• [TASK OBJECTIVE]
Count the lines in the material below that contain the string "paper", and reply with that number alone.

• [INPUT]
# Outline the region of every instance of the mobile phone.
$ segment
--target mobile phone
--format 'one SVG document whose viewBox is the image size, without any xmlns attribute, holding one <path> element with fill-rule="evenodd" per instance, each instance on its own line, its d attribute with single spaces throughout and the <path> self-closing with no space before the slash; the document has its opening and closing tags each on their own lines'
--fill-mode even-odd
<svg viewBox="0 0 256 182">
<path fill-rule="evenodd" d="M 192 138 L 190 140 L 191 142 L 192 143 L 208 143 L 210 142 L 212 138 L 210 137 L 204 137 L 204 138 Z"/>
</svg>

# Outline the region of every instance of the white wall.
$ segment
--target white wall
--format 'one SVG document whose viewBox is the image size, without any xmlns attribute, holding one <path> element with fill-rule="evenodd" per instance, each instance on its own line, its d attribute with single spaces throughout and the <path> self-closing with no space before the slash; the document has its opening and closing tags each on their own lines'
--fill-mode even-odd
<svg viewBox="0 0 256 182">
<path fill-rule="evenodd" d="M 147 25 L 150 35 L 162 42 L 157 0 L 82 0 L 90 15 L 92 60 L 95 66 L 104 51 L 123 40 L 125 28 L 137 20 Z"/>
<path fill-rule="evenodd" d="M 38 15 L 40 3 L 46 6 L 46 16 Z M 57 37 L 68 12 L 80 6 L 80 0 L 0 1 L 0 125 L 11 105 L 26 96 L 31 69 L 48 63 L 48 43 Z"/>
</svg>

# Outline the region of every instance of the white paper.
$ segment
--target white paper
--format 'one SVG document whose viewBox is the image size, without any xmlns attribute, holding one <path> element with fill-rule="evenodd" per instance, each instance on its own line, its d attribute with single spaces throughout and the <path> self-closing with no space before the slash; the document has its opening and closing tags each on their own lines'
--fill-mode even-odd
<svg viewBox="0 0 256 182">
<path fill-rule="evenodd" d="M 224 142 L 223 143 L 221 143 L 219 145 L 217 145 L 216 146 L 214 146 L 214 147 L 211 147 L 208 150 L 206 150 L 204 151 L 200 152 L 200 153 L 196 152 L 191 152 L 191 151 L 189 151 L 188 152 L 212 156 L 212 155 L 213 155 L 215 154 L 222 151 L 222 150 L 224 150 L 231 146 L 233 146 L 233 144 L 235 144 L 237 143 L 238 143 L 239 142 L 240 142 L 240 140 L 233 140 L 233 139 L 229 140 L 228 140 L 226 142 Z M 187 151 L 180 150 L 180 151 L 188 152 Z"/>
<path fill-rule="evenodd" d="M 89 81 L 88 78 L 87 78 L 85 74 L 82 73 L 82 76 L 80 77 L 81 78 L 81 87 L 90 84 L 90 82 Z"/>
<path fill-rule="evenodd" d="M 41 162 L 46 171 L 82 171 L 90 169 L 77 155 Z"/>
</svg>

• [TASK RESPONSE]
2